* _Задание 1_:
Покажите все строки списка, в которых встречается слово «blue».

* _Отрывок_:
══════════════════════════════
Я ни в коем случае не буду искать в версии мистера Ньюмана отрывки, способные вызвать смех; этот поиск, увы! был бы слишком легким. Я процитирую лишь один другой отрывок из него, и это отрывок, где слог сравнительно безобиден, чтобы неодобрение слов не могло несправедливо усилить неодобрение ритма. Окончание девятнадцатой книги, ответ Ахилла своему коню Ксанфу, мистер Ньюман дает так:

Chestnut! why bodest death to me? from thee this was not needed.

Myself right surely know alsó, that ’t is my doom to perish,

From mother and from father dear apart, in Troy; but never

Pause will I make of war, until the Trojans be glutted.

He spake, and yelling, held afront the single-hoofed horses.

Здесь мистер Ньюман называет Ксанфа «Каштановым», точно так же, как он называет Балия «Пятнистым», а Подаргу «Быстроногой»; это все равно что если бы француз назвал мисс Найтингейл «мадемуазель Соловей», а мистера Брайта — «месье Яркий». И несколько других выражений тоже, «кричащий», «держащийся впереди», «однокопытный», — оставляют, мягко говоря, желать много лучшего. Тем не менее, для мистера Ньюмана слог этого отрывка чист. Тем яснее проявляется глубокий порок ритма, который, при сравнительно немногих ошибках в словах, может оставить чувство такого неизлечимого отчуждения от манеры Гомера, как «Сам я точно знаю также, что мне суждено погибнуть» по сравнению с «εὖ νύ τοι οἶδα καὶ αὐτὸς, ὅ μοι μόρος ἐνθάδ’ ὀλέσθαι» Гомера.
══════════════════════════════
Собранные записи данных
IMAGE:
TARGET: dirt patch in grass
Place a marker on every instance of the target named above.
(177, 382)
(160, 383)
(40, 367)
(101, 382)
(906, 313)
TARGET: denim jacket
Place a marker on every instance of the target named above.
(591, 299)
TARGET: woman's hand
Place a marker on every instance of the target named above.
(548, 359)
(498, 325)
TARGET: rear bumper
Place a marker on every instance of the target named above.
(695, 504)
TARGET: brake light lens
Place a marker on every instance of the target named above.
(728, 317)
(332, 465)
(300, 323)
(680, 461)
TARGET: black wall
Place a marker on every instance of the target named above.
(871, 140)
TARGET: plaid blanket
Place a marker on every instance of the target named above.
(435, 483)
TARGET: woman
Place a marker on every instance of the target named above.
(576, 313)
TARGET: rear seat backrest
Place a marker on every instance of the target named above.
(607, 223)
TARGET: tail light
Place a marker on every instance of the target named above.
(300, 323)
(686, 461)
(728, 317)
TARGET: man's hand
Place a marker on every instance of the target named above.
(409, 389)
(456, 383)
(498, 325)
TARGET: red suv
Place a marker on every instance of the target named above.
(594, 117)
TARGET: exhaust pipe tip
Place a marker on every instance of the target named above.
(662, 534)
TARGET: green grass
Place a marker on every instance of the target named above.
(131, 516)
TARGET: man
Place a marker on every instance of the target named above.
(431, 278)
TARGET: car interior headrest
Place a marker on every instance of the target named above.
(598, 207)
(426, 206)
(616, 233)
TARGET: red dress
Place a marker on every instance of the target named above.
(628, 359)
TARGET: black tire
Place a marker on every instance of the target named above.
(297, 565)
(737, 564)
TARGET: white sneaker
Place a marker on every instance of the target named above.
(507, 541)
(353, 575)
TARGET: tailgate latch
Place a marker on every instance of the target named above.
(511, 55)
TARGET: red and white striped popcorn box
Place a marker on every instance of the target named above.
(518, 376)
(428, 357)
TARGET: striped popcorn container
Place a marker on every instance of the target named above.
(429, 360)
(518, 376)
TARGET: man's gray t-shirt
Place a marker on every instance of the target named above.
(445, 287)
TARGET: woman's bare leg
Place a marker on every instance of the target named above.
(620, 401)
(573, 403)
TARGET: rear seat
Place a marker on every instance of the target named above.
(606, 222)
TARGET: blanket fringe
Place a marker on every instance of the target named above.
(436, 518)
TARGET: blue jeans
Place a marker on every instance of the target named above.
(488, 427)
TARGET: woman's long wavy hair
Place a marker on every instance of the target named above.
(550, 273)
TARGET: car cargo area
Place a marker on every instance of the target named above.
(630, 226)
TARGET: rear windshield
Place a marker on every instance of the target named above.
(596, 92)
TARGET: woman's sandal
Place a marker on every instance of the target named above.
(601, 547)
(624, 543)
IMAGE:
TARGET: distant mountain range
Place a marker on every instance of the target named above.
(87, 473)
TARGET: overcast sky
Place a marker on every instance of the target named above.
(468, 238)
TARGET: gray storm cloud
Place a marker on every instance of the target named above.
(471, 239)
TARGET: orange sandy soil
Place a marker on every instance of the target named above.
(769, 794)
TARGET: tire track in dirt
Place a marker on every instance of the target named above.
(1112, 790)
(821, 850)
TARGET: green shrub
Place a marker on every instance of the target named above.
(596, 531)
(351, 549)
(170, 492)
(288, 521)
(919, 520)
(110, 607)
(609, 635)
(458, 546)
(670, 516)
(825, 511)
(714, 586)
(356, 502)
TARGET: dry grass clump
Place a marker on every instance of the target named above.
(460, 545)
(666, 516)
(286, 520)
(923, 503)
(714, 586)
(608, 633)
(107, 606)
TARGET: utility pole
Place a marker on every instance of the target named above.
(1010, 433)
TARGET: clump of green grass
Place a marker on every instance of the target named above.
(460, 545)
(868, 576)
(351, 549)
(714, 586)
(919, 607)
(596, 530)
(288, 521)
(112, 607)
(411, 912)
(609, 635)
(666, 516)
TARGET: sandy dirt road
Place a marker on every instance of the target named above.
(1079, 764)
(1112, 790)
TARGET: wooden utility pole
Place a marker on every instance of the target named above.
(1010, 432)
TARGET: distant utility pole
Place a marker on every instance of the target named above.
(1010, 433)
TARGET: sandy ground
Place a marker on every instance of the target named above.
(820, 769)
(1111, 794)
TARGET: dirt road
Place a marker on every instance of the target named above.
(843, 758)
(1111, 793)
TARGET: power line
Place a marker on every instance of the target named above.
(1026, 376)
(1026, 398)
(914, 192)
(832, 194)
══════════════════════════════
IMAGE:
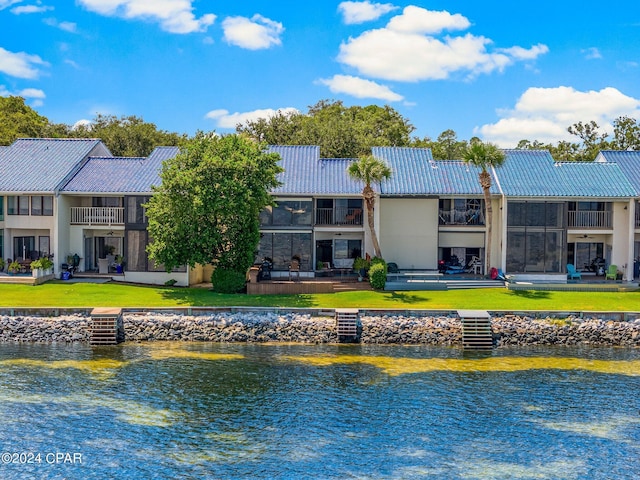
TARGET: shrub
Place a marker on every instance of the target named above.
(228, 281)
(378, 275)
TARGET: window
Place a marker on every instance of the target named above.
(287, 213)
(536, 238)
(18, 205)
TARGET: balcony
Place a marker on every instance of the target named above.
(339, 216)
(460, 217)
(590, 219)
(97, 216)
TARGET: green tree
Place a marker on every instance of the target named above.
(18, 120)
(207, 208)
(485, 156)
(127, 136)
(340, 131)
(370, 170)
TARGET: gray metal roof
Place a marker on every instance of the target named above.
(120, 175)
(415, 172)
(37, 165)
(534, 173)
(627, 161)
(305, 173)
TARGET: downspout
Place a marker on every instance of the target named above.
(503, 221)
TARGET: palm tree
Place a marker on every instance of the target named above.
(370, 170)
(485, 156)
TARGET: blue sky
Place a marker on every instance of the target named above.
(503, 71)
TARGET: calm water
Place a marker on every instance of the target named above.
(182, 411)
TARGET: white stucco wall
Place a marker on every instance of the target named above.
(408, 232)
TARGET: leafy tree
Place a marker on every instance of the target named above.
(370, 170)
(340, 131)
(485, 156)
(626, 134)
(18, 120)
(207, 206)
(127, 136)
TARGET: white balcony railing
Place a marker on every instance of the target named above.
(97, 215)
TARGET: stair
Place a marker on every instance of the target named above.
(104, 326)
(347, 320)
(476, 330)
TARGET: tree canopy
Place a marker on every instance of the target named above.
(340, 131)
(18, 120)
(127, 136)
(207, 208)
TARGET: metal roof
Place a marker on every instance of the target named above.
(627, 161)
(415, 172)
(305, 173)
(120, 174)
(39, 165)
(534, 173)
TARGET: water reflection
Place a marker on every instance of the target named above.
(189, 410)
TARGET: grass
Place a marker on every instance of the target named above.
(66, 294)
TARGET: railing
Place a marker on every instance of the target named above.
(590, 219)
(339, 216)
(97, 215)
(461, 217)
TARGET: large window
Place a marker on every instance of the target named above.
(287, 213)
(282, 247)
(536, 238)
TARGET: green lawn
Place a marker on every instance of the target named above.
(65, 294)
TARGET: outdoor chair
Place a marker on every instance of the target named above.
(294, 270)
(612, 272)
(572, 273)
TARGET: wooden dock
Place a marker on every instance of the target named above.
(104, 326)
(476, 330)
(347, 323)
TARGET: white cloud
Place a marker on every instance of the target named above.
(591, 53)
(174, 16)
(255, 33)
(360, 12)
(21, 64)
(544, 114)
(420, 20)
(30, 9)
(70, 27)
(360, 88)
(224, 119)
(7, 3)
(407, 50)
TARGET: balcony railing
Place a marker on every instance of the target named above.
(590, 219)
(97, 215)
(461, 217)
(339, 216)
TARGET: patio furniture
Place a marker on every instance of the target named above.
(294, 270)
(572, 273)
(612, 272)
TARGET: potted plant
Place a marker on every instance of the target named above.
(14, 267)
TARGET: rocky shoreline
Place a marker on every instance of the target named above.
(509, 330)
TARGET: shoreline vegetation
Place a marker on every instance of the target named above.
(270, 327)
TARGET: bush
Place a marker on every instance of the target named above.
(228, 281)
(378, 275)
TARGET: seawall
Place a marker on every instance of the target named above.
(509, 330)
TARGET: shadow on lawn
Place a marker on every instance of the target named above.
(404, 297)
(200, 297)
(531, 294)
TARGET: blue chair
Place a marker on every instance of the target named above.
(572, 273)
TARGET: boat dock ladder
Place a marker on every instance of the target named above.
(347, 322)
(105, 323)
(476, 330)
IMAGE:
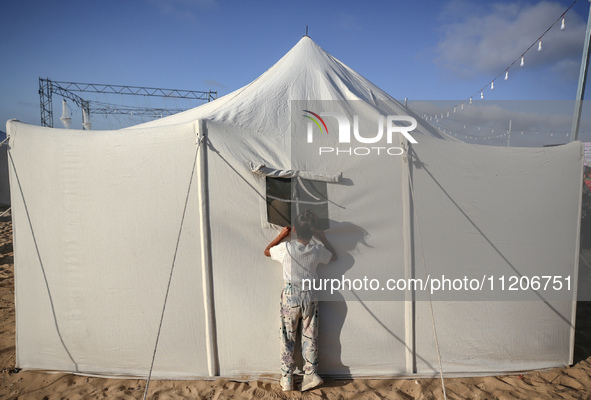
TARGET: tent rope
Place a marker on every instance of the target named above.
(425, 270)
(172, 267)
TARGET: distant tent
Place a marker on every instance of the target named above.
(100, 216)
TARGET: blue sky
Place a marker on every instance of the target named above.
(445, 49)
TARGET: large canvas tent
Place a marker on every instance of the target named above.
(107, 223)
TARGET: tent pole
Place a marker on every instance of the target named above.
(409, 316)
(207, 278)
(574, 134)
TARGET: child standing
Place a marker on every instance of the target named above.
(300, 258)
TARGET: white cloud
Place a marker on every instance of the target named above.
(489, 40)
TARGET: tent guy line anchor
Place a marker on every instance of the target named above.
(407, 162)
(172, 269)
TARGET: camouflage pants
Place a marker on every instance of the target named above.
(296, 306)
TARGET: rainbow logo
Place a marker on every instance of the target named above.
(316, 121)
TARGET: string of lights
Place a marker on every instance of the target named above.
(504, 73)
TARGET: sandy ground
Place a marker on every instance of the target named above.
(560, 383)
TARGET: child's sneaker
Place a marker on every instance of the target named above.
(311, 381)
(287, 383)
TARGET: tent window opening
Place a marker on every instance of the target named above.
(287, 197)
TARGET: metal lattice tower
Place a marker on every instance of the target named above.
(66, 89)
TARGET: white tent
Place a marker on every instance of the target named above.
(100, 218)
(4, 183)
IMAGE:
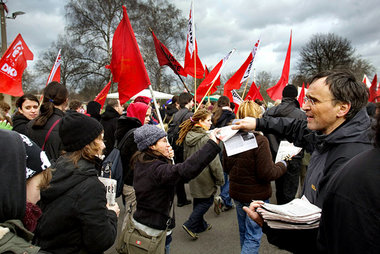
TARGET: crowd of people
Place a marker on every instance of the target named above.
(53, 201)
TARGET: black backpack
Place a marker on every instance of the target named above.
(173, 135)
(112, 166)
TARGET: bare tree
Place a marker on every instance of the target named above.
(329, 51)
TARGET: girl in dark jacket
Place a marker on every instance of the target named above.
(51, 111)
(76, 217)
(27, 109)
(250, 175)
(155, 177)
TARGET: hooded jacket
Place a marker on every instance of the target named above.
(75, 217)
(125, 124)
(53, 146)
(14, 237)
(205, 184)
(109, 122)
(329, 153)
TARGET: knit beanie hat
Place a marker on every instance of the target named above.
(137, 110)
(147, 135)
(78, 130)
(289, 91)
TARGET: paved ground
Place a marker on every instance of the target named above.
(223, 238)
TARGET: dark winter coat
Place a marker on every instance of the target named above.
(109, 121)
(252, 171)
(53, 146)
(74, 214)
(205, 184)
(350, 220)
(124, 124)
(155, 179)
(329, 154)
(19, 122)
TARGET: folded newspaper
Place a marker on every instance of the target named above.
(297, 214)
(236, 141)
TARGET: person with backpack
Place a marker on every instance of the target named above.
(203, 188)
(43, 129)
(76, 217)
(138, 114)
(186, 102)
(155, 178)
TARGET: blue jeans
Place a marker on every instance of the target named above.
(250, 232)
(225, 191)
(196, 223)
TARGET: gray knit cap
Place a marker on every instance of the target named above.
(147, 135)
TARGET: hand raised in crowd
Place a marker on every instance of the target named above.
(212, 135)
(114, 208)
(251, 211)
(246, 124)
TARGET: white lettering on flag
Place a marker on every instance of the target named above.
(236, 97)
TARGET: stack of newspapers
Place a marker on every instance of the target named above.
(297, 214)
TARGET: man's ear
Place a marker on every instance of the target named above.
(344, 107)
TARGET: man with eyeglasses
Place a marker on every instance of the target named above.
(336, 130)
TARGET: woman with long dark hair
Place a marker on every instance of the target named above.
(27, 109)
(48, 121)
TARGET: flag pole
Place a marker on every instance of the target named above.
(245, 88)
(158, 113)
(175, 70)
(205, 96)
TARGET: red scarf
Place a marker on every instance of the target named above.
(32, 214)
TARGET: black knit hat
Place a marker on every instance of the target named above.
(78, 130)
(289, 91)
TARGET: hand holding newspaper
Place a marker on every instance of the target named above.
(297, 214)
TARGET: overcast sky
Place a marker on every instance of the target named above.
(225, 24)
══════════════════════════════
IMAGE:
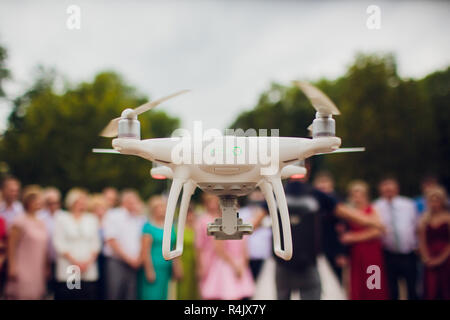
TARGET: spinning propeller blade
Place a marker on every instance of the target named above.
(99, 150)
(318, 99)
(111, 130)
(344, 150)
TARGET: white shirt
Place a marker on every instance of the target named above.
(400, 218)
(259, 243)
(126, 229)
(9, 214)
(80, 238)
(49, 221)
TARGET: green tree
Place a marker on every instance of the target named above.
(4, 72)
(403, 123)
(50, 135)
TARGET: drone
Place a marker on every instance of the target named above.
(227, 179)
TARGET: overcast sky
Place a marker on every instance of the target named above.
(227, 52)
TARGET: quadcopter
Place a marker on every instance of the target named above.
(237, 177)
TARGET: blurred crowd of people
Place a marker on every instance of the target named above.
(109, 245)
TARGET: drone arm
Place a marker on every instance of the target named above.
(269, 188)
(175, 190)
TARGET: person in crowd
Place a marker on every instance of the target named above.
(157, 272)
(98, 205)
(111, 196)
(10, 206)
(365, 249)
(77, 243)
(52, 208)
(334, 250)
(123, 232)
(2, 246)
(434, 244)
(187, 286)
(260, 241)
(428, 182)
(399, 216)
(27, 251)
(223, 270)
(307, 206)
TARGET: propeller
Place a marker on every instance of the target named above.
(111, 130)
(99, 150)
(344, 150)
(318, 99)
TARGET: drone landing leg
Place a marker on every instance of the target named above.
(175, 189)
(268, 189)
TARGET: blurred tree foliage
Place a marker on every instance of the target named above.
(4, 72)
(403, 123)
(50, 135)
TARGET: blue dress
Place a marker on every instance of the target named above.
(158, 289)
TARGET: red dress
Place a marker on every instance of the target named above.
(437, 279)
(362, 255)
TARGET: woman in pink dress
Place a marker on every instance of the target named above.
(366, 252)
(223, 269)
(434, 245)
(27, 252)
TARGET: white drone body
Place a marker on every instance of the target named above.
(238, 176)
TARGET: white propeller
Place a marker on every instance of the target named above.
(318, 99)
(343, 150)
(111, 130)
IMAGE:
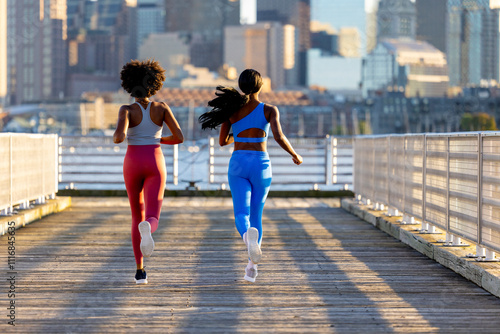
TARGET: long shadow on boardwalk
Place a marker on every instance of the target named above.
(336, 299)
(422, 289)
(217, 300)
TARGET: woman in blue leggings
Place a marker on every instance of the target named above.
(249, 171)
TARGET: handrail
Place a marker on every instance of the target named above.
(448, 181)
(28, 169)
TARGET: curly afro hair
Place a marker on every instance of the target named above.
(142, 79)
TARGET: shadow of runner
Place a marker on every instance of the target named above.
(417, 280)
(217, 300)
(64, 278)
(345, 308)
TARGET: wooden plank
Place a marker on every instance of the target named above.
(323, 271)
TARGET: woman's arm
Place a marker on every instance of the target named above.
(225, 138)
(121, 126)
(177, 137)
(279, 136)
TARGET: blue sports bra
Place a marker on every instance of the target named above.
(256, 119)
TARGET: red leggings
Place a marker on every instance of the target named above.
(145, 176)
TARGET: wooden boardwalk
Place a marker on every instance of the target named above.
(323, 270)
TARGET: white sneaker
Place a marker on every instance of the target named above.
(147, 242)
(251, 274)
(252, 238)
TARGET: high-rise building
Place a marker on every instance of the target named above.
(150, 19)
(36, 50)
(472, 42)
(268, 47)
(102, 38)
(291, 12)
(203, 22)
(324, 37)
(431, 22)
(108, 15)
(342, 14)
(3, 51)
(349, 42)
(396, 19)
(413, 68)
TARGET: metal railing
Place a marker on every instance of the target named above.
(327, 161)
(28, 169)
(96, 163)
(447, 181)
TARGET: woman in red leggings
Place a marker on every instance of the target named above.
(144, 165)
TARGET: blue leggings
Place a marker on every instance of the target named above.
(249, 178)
══════════════════════════════
* _Задание 2_:
Измените фрагмент текста о переводе Гомера между словами «Я ни в коем» и «was not needed.» включительно: замените «смех» на «улыбку».

* _Ответ к заданию 1_:
TARGET: blue jeans
TARGET: blue sky
TARGET: blue chair
TARGET: blue sky
TARGET: blue jeans
TARGET: blue dress
TARGET: woman in blue leggings
TARGET: blue sports bra
TARGET: blue leggings

* _Ответ к заданию 2_:
Я ни в коем случае не буду искать в версии мистера Ньюмана отрывки, способные вызвать улыбку; этот поиск, увы! был бы слишком легким. Я процитирую лишь один другой отрывок из него, и это отрывок, где слог сравнительно безобиден, чтобы неодобрение слов не могло несправедливо усилить неодобрение ритма. Окончание девятнадцатой книги, ответ Ахилла своему коню Ксанфу, мистер Ньюман дает так:

Chestnut! why bodest death to me? from thee this was not needed.